▶ [Source text]:
□ □ □ □ □

I was at a party a week ago (or so) and found myself in a rather impassioned argument with somebody, which – as I am normally very non-confrontational, left me a little bit shaken. I had, of course, precipitated the whole thing but to suggest that I was the root and cause of the argument itself would be to ignore her role in the affair. It is normally my way to sue for reconciliation after such an event, rare as they are, but I have decided this time to stick to my guns.
The statement that I had made, uttered in the euphoric state that generally follows several beers in a relaxed and social environment, had offended her to the core. I acknowledge that it was a harsh statement, although the sentiment that I expressed in due course (after clarifying my statement somewhat) was not harsh in the slightest.
I had simply noted that I am inclined to agree with Richard Dawkins and Christopher Hitchens: religion constitutes child abuse. That is a most inflammatory thing to say, and I said it because until then she was humoured by my wild pontifications, and the topic had somehow arisen. Little did I know that she is a religious Catholic.

□ □ □ □ □

▶ [Your objective]:
Reproduce the account of the party argument in full, word for word. The data that follows has no connection to the text.

▶ [Recorded information]:
□ □ □ □ □

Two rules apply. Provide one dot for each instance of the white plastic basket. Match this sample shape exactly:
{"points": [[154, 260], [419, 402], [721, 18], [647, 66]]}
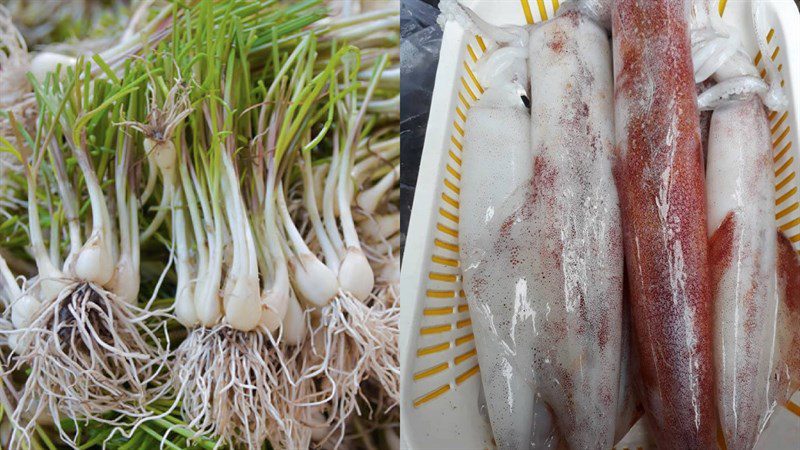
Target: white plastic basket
{"points": [[440, 372]]}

□ □ □ □ □

▶ [Solution below]:
I was at a party a week ago (or so) and found myself in a rather impassioned argument with somebody, which – as I am normally very non-confrontational, left me a little bit shaken. I had, of course, precipitated the whole thing but to suggest that I was the root and cause of the argument itself would be to ignore her role in the affair. It is normally my way to sue for reconciliation after such an event, rare as they are, but I have decided this time to stick to my guns.
The statement that I had made, uttered in the euphoric state that generally follows several beers in a relaxed and social environment, had offended her to the core. I acknowledge that it was a harsh statement, although the sentiment that I expressed in due course (after clarifying my statement somewhat) was not harsh in the slightest.
I had simply noted that I am inclined to agree with Richard Dawkins and Christopher Hitchens: religion constitutes child abuse. That is a most inflammatory thing to say, and I said it because until then she was humoured by my wild pontifications, and the topic had somehow arisen. Little did I know that she is a religious Catholic.